▶ _Document segment_:
--- Start ---
Question

How do you solve `y + 2/y = 1/y - 5`?

Answer 1

Multiply through by `y`, rearrange into standard quadratic form and solve using the quadratic formula to give:

`y = (-5+-sqrt(21))/2`

Explanation:

Given:

`y+2/y=1/y-5`

First multiply both sides by `y` to get:

`y^2+2 = 1-5y`

(Note that in general multiplying both sides of an equation by `y` could introduce a spurious solution of `y=0`, but that won't happen in this case)

Add `5y-1` to both sides to get:

`y^2+5y+1 = 0`

By the rational roots theorem we can immediately see that the only possible rational roots would be `y = +-1`, but neither of those works.
--- End ---
▶ _Supplied data_:
--- Start ---
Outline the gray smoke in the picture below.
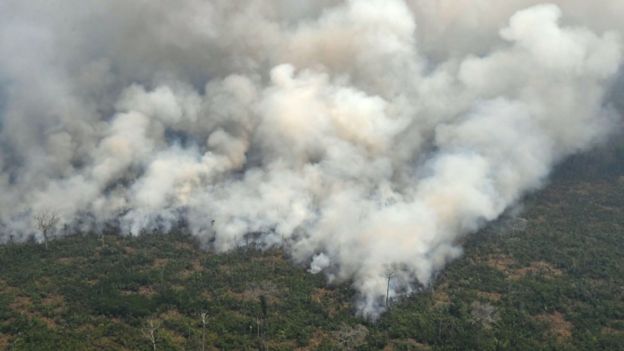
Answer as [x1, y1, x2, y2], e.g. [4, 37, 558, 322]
[0, 0, 624, 317]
--- End ---
▶ _Exercise instructions_:
1. Answer these about the worked solution to the equation above the data:
(a) What is multiplied into both sides first, and what equation results?
(b) What is added to both sides to reach standard quadratic form?
(c) Which rational roots does the rational roots theorem allow here, and do any of them work?
2. Carry the worked solution of `y + 2/y = 1/y - 5` further from the point where it stops.

▶ _Answers in order_:
1.
(a) Both sides are multiplied by `y`, which gives `y^2+2 = 1-5y`.
(b) `5y-1` is added to both sides, which gives `y^2+5y+1 = 0`.
(c) Only `y = +-1` are possible, and neither works.

2.
Let's use the quadratic formula.

Our quadratic equation is of the form `ay^2+by+c = 0`, with `a=1`, `b=5` and `c=1`.

The discriminant is given by the formula:

`Delta = b^2-4ac = 5^2 - (4xx1xx1) = 25 - 4 = 21`

Being positive but not a perfect square we can tell that our equations has two distinct irrational real roots.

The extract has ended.